Copy out the part of the rows that opens at their start and closes with the line containing "point(369, 243)", requests included. Shift every answer coordinate by -3.

Some records:
START
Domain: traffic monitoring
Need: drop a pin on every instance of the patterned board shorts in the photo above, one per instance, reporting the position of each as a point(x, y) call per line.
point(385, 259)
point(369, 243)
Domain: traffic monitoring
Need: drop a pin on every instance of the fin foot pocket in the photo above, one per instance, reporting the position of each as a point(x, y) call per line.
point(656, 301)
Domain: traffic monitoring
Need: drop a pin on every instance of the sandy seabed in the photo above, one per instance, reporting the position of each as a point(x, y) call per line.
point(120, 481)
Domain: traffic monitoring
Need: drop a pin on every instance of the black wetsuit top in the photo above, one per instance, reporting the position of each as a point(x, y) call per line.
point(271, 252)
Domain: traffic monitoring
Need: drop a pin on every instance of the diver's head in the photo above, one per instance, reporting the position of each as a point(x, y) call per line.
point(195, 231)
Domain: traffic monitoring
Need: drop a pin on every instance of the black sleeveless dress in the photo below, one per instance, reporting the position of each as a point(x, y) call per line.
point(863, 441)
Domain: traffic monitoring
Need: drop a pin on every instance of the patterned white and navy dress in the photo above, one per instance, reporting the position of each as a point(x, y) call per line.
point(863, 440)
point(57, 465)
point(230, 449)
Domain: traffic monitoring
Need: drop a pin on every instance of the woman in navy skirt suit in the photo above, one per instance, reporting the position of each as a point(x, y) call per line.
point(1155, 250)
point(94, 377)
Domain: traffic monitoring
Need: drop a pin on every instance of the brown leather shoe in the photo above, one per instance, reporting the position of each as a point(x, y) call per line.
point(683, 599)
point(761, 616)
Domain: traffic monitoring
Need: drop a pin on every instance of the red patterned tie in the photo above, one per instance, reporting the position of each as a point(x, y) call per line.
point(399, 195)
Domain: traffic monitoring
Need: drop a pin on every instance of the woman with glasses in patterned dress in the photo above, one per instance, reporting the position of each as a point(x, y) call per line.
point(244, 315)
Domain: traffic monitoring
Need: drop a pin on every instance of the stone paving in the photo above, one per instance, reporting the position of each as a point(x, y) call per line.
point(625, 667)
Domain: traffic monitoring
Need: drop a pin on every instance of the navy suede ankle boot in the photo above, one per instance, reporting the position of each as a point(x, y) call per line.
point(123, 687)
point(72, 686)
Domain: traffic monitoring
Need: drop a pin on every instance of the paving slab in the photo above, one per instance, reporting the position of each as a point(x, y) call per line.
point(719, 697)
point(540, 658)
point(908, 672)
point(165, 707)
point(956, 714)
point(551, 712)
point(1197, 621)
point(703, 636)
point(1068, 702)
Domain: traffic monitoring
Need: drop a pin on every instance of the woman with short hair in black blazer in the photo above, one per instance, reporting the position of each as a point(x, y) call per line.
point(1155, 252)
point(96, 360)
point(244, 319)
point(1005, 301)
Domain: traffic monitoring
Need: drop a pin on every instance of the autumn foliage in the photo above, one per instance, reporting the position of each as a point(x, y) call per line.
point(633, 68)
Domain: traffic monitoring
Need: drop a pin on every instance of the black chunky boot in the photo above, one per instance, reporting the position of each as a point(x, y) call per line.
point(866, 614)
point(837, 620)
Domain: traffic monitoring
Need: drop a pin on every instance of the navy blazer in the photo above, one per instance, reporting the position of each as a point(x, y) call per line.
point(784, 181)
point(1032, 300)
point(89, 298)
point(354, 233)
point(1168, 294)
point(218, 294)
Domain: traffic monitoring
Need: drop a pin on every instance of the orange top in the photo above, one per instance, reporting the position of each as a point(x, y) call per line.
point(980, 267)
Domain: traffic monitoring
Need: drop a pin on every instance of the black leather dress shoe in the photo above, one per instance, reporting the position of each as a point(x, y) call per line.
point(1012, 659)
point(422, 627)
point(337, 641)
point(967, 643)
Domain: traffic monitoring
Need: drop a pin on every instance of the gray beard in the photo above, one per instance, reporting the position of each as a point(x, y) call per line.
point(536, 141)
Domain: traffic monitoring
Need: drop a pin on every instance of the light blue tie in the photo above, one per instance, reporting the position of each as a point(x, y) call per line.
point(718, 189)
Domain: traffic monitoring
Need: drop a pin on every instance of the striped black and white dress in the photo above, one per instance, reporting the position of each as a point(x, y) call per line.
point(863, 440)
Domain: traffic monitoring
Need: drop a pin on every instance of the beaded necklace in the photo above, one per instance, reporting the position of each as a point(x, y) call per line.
END
Worked solution:
Domain: traffic monitoring
Need: drop a pin on every instance of the patterned board shorts in the photo above, one per instance, reporting the position of each as a point(x, y) call per line.
point(382, 256)
point(366, 240)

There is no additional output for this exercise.